Return the lines below that contain the word "shirt".

[DATASET RECORDS Boundary: Start]

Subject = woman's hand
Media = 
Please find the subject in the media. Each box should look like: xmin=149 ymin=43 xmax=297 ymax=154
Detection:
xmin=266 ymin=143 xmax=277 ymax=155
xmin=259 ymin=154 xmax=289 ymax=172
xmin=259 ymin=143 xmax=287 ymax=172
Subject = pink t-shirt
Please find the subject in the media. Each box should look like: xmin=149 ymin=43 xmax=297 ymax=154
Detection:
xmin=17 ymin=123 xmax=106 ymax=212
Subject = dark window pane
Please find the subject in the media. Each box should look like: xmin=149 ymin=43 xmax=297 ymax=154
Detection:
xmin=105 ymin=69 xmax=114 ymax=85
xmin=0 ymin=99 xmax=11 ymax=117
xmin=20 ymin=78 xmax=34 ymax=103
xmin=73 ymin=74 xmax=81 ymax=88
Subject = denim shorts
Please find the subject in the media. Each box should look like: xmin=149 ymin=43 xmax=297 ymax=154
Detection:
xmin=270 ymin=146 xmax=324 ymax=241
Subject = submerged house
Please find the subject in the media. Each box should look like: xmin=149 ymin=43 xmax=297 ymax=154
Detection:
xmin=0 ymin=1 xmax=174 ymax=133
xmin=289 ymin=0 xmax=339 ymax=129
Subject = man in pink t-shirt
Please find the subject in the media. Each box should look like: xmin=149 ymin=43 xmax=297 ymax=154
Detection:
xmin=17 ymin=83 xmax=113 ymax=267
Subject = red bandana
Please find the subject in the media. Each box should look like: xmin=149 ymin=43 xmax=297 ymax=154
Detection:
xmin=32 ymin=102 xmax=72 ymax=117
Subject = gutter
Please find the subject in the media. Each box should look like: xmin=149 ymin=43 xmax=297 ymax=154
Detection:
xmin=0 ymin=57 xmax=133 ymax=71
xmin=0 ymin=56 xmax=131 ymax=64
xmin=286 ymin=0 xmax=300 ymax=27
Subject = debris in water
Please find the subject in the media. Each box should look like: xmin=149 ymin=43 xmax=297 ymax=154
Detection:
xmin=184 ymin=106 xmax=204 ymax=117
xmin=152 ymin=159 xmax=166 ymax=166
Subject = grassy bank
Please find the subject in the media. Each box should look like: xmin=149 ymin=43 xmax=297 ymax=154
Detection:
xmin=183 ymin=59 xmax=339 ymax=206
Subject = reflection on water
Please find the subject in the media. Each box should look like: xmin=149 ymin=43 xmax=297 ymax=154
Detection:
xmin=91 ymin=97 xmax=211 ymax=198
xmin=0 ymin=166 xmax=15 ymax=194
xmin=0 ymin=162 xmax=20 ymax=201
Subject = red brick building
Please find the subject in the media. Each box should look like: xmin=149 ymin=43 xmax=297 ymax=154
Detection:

[DATASET RECORDS Boundary: End]

REPLY:
Subject = pink t-shirt
Subject = man in pink t-shirt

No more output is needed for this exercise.